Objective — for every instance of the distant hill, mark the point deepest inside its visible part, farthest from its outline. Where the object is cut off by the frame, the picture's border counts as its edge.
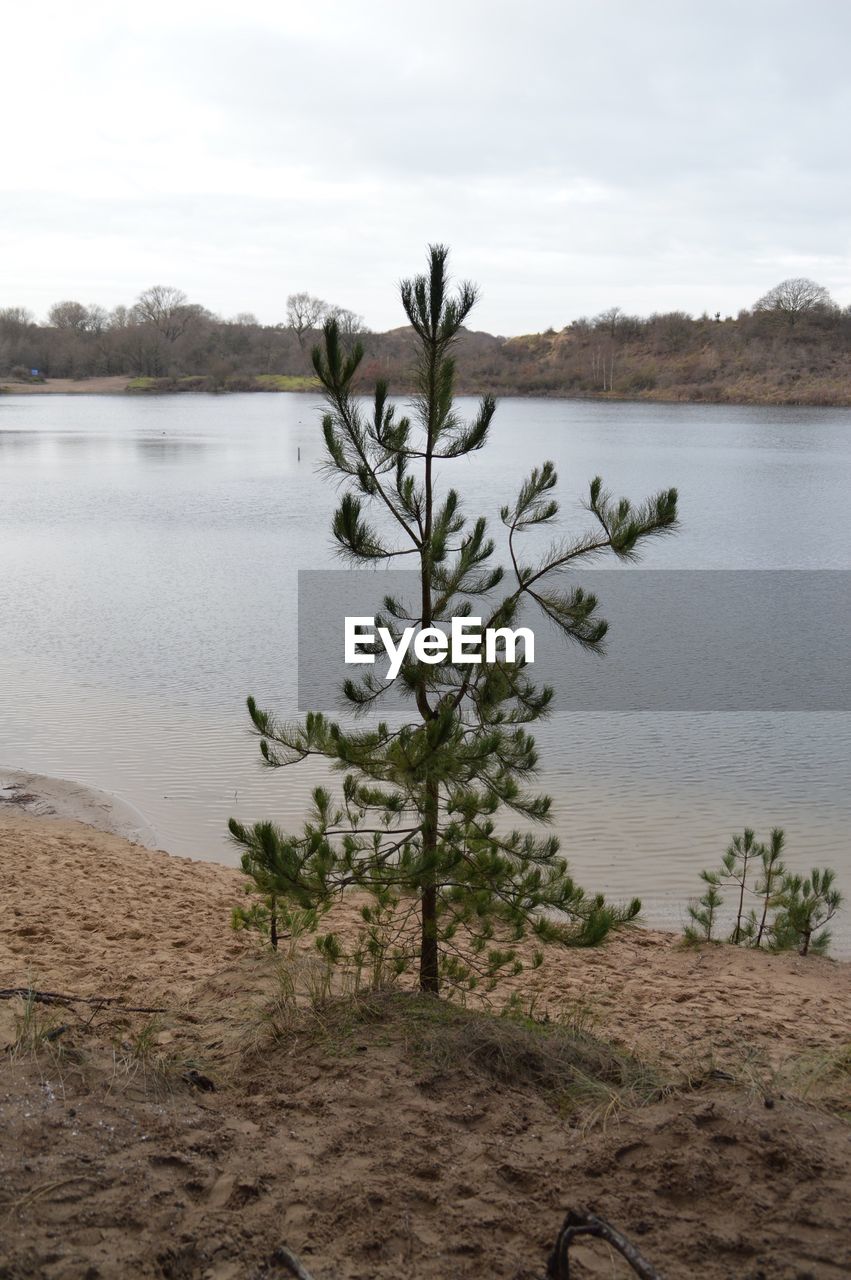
(764, 356)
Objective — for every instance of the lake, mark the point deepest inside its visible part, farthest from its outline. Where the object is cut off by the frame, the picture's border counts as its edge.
(150, 551)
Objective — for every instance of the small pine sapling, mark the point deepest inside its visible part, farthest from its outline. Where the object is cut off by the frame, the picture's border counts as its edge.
(805, 909)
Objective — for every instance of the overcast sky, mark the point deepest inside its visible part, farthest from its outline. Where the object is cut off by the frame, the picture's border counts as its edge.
(575, 155)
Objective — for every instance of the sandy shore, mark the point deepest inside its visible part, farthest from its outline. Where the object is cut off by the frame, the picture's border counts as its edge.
(55, 798)
(113, 385)
(118, 915)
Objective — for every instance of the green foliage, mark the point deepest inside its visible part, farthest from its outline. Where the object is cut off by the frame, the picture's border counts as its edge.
(805, 909)
(420, 821)
(781, 910)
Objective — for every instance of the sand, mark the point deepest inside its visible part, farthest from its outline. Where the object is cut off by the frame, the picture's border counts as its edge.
(105, 385)
(360, 1153)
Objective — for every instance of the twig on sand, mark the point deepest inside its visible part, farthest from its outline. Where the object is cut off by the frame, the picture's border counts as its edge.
(283, 1257)
(56, 997)
(45, 1189)
(581, 1223)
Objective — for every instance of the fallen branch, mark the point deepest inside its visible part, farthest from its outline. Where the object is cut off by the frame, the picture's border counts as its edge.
(284, 1258)
(579, 1223)
(56, 997)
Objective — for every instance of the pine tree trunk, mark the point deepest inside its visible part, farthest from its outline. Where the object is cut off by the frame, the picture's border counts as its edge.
(429, 960)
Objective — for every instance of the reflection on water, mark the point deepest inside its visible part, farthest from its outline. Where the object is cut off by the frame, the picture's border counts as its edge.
(150, 552)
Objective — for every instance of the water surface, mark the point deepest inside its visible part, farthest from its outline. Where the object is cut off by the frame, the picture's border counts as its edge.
(150, 549)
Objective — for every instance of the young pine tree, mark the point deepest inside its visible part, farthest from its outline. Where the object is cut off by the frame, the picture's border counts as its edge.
(420, 822)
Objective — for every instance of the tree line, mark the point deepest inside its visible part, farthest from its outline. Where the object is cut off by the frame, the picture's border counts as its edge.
(791, 346)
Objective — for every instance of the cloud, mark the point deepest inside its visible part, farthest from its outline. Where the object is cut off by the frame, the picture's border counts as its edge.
(573, 154)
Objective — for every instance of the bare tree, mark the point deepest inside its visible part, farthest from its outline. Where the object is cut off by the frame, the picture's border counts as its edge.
(608, 320)
(305, 312)
(795, 298)
(14, 321)
(167, 309)
(348, 321)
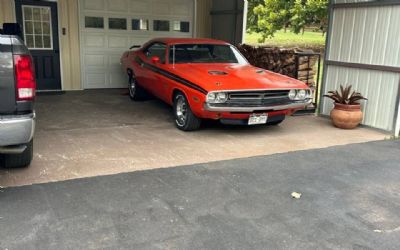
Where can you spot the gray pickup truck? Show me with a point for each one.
(17, 94)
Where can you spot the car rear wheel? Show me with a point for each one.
(18, 160)
(184, 118)
(136, 92)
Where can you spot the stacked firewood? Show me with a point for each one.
(282, 61)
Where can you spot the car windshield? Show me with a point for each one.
(205, 53)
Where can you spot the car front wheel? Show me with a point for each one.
(184, 118)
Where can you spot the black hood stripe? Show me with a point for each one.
(170, 75)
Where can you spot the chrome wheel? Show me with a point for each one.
(181, 110)
(132, 87)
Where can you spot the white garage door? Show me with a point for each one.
(110, 27)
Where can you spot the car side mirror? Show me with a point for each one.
(155, 59)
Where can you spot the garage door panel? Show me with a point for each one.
(180, 10)
(102, 43)
(95, 80)
(161, 8)
(117, 80)
(94, 5)
(118, 5)
(113, 62)
(95, 61)
(121, 42)
(94, 41)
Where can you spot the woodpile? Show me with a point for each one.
(282, 61)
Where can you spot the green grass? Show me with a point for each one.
(308, 40)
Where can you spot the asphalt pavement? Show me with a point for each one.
(350, 200)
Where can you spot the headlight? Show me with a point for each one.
(292, 94)
(210, 97)
(216, 97)
(301, 94)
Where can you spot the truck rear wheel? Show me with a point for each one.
(18, 160)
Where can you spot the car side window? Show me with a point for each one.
(156, 49)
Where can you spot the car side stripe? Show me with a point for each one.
(170, 75)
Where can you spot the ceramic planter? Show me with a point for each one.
(346, 116)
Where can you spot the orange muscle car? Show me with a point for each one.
(210, 79)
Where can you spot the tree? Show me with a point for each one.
(318, 9)
(270, 16)
(252, 18)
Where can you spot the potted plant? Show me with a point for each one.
(347, 112)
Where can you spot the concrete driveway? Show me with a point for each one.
(90, 133)
(350, 201)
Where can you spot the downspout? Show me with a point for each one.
(195, 35)
(245, 8)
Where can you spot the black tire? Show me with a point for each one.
(184, 118)
(136, 93)
(275, 123)
(18, 160)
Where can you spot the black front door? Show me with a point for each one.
(39, 23)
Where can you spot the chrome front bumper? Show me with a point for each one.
(297, 105)
(16, 129)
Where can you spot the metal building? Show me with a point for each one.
(363, 50)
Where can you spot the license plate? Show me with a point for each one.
(258, 119)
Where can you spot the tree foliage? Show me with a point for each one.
(270, 16)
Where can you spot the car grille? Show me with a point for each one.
(257, 98)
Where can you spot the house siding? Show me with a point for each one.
(7, 12)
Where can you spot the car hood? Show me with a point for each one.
(214, 77)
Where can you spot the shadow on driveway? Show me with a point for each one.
(350, 201)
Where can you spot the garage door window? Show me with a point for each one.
(37, 27)
(117, 23)
(181, 26)
(94, 22)
(140, 24)
(161, 25)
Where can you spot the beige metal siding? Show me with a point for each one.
(70, 50)
(7, 12)
(203, 18)
(366, 36)
(379, 87)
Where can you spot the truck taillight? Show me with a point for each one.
(25, 77)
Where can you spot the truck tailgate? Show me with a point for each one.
(7, 85)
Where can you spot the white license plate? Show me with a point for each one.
(258, 119)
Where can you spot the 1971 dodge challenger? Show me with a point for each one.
(210, 79)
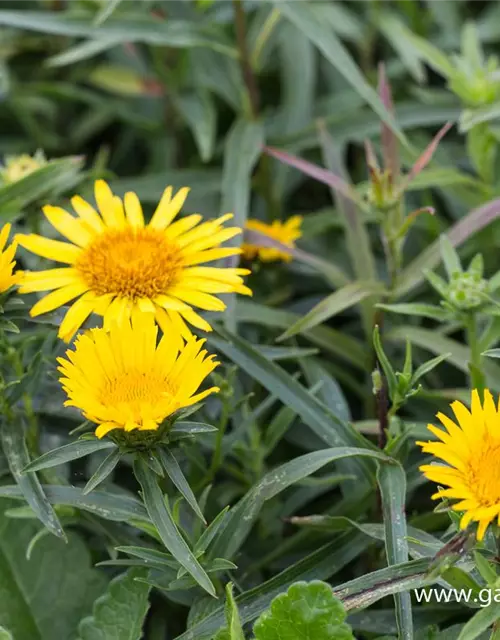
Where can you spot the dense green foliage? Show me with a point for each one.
(304, 465)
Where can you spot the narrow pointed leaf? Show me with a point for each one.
(316, 172)
(330, 428)
(392, 482)
(387, 367)
(167, 529)
(470, 224)
(332, 305)
(175, 474)
(110, 506)
(309, 21)
(429, 366)
(241, 517)
(14, 448)
(103, 470)
(150, 555)
(183, 429)
(68, 452)
(210, 532)
(417, 309)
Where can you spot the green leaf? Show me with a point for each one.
(183, 429)
(332, 341)
(429, 366)
(127, 28)
(234, 629)
(387, 367)
(167, 529)
(332, 305)
(392, 483)
(68, 452)
(417, 309)
(198, 111)
(330, 428)
(305, 611)
(175, 474)
(14, 448)
(428, 52)
(309, 21)
(470, 224)
(106, 11)
(450, 257)
(319, 565)
(152, 556)
(119, 614)
(54, 176)
(244, 514)
(358, 240)
(110, 506)
(103, 470)
(480, 622)
(45, 597)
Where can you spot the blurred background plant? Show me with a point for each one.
(376, 122)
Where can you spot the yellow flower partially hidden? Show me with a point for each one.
(470, 451)
(7, 262)
(284, 232)
(122, 379)
(18, 167)
(119, 266)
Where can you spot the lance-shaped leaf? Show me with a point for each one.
(317, 173)
(390, 142)
(167, 529)
(103, 470)
(68, 452)
(332, 305)
(332, 273)
(111, 506)
(14, 448)
(470, 224)
(175, 474)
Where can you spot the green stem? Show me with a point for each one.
(246, 67)
(476, 374)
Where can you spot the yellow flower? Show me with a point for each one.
(7, 262)
(119, 266)
(18, 167)
(471, 453)
(284, 232)
(122, 379)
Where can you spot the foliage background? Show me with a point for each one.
(187, 92)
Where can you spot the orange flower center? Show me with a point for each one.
(131, 263)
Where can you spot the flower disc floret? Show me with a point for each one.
(469, 451)
(118, 266)
(123, 379)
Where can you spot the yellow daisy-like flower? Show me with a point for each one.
(284, 232)
(18, 167)
(7, 262)
(119, 266)
(471, 453)
(122, 379)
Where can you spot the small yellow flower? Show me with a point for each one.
(471, 453)
(7, 262)
(18, 167)
(119, 266)
(284, 232)
(122, 379)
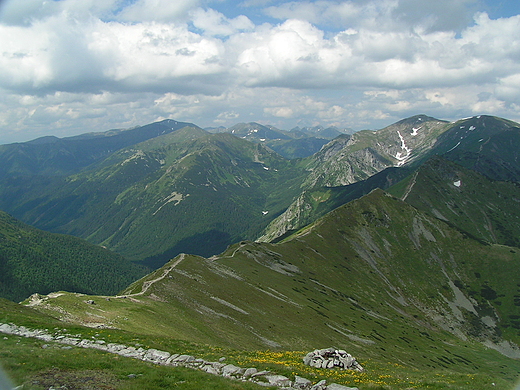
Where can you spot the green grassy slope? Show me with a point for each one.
(376, 277)
(174, 193)
(484, 208)
(34, 261)
(483, 143)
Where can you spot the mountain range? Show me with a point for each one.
(401, 242)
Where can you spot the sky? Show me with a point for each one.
(75, 66)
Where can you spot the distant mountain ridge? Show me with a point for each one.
(187, 190)
(62, 156)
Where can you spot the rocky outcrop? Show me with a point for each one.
(263, 378)
(332, 358)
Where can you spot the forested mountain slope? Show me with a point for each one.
(34, 261)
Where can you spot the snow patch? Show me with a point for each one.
(173, 197)
(458, 143)
(402, 157)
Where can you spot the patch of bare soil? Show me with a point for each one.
(74, 380)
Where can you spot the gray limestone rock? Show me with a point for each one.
(335, 386)
(321, 385)
(278, 380)
(301, 383)
(232, 370)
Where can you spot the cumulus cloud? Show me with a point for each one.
(73, 64)
(212, 22)
(157, 10)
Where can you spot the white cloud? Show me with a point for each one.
(81, 64)
(157, 10)
(215, 23)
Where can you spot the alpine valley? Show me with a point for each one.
(254, 246)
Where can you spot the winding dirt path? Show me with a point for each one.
(148, 283)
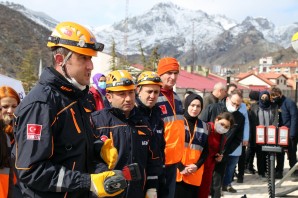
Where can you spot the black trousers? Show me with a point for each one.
(217, 178)
(262, 158)
(241, 163)
(184, 190)
(280, 157)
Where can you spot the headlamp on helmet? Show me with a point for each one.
(295, 42)
(75, 38)
(119, 80)
(149, 78)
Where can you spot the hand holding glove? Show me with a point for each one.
(102, 183)
(151, 193)
(109, 153)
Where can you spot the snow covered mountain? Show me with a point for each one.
(39, 17)
(179, 32)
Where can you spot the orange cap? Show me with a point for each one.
(167, 64)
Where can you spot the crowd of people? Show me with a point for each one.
(65, 139)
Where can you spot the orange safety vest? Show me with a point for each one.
(174, 128)
(194, 144)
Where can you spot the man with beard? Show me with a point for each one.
(130, 132)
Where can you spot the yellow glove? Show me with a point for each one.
(99, 186)
(109, 153)
(151, 193)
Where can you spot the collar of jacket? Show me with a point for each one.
(51, 77)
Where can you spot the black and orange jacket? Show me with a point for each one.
(132, 138)
(58, 161)
(195, 152)
(172, 116)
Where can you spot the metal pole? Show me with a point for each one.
(272, 173)
(296, 95)
(228, 79)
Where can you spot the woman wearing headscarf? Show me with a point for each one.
(216, 142)
(267, 114)
(190, 169)
(98, 90)
(9, 100)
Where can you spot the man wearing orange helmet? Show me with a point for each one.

(Goal) Return exactly the lines from the one containing "Where can you spot the collar" through the last line of the records above, both included, and nothing else.

(Complete output)
Where can you spot the collar of jacket? Show me with a point for each one.
(51, 77)
Where can you spot the black and orange jacket? Show me with a point for each one.
(132, 138)
(58, 161)
(195, 152)
(172, 116)
Where can you spot the metal pole? Show me with a point for each one.
(272, 173)
(296, 95)
(228, 79)
Where can you spot the woman wearing headscarf? Show me with a point for each one.
(216, 142)
(267, 114)
(190, 169)
(98, 90)
(9, 100)
Where can you spot the man wearing orange helmet? Show me with a point for each one.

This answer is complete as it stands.